— Required work —
Pull out every line of the material below that contains the string "blue", matching uppercase and lowercase exactly.

Rows from a dataset

Begin

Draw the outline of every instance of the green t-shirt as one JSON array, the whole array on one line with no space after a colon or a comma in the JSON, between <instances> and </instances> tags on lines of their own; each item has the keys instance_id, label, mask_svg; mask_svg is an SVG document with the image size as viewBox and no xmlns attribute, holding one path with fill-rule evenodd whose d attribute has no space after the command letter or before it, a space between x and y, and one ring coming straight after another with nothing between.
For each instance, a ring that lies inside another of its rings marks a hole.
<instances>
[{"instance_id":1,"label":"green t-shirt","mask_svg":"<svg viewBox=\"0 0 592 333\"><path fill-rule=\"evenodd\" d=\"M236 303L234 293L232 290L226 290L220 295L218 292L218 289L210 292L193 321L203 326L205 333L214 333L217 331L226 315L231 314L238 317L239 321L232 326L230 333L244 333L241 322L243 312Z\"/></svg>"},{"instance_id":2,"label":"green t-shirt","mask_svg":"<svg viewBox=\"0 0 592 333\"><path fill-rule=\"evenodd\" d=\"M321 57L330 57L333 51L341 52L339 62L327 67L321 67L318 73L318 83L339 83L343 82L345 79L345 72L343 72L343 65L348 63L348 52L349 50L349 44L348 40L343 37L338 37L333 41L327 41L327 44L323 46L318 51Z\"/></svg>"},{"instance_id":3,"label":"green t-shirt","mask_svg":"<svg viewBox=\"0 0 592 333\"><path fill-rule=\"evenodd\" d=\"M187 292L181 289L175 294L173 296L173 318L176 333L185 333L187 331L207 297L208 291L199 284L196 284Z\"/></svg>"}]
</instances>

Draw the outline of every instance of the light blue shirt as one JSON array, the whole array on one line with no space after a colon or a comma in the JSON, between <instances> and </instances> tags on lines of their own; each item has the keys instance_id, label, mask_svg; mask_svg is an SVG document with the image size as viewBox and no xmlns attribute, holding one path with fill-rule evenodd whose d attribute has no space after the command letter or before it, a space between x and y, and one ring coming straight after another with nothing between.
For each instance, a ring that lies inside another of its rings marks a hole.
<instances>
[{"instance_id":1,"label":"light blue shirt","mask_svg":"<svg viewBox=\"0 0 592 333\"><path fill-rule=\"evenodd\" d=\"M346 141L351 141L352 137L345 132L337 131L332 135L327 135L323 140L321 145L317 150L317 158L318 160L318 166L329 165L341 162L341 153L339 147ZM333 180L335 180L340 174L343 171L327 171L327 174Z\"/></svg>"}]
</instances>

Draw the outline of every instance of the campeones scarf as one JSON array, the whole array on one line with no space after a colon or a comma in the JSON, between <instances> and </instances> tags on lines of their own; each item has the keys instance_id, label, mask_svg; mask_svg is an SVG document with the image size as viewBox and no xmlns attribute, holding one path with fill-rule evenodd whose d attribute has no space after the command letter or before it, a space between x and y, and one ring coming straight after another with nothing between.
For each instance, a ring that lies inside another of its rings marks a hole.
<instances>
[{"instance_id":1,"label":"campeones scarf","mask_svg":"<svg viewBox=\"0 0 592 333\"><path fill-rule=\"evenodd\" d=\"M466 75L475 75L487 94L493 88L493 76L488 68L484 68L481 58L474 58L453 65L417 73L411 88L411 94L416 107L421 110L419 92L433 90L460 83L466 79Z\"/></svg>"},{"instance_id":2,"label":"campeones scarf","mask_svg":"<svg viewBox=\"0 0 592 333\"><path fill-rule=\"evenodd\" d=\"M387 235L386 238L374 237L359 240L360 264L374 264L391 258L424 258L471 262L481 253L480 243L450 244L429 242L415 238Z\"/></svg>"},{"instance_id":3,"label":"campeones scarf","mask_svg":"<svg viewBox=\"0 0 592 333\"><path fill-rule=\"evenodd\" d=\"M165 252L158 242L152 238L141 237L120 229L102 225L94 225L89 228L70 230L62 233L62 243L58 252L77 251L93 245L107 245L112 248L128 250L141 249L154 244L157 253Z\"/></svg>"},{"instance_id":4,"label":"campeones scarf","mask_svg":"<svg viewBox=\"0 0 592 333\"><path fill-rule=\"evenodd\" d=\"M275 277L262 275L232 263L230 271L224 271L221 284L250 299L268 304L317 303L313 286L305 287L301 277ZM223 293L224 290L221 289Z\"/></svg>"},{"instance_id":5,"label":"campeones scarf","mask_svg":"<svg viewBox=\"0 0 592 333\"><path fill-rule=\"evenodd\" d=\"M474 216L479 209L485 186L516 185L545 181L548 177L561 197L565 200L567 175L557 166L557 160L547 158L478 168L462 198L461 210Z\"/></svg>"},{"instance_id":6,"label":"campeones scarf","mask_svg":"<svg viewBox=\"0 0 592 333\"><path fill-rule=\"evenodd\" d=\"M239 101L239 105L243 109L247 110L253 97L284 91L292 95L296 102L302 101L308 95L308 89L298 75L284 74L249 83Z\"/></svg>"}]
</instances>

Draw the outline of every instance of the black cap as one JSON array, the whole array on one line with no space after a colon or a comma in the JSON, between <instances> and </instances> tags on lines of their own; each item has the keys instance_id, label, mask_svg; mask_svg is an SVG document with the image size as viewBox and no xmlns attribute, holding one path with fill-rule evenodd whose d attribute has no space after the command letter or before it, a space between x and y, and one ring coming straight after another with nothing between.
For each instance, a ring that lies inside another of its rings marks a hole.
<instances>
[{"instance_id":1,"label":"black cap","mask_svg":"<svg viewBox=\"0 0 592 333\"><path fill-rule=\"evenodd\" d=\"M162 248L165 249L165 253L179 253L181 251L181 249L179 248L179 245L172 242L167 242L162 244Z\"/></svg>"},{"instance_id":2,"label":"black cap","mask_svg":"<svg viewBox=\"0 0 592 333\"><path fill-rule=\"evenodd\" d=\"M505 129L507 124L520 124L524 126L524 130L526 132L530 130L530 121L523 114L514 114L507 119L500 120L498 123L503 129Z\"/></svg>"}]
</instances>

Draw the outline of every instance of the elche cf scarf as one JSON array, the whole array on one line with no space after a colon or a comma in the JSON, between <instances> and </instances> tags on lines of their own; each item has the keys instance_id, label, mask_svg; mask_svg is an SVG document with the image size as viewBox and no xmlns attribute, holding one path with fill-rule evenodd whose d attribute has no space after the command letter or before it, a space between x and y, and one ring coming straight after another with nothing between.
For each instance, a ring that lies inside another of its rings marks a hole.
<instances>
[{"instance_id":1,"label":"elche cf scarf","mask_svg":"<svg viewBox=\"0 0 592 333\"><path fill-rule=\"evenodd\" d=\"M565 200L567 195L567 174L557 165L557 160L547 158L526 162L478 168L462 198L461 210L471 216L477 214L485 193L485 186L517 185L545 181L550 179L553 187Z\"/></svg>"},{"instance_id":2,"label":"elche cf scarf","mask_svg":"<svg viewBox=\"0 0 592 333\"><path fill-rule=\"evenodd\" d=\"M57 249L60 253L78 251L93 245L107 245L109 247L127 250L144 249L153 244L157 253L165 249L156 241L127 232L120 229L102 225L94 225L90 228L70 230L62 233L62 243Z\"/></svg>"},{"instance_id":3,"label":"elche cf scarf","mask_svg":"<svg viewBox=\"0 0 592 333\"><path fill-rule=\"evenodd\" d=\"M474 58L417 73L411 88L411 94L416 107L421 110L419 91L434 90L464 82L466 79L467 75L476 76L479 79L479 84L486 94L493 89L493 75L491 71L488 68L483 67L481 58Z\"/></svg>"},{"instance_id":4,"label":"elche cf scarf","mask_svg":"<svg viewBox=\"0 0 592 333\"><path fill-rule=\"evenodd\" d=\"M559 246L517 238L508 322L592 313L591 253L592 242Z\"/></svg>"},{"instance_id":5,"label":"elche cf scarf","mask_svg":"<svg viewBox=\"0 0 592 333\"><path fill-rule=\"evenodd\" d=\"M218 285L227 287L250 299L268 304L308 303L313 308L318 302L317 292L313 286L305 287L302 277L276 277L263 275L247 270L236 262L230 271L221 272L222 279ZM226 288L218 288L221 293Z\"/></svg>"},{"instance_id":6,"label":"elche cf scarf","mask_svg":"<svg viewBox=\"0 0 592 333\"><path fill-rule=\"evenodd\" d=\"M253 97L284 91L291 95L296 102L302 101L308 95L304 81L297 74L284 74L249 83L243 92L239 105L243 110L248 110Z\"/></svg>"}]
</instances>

End

— The result —
Draw the outline of every instance of the light blue shirt as one JSON array, the whole array on one line with no space after a colon or a comma in the JSON, between <instances> and </instances> tags on lines of their own; each item has the keys instance_id, label, mask_svg; mask_svg is an SVG document with the image size as viewBox and no xmlns attribute, holding one path with fill-rule evenodd whose d attribute has no space after the command letter or before it, a space between x and y, and one ring coming straight after another with nothing between.
[{"instance_id":1,"label":"light blue shirt","mask_svg":"<svg viewBox=\"0 0 592 333\"><path fill-rule=\"evenodd\" d=\"M346 141L351 141L352 137L345 132L337 131L332 135L327 135L323 140L321 145L317 150L317 158L318 160L318 166L329 165L341 162L341 153L339 147ZM333 180L335 180L340 174L343 171L327 171L327 174Z\"/></svg>"}]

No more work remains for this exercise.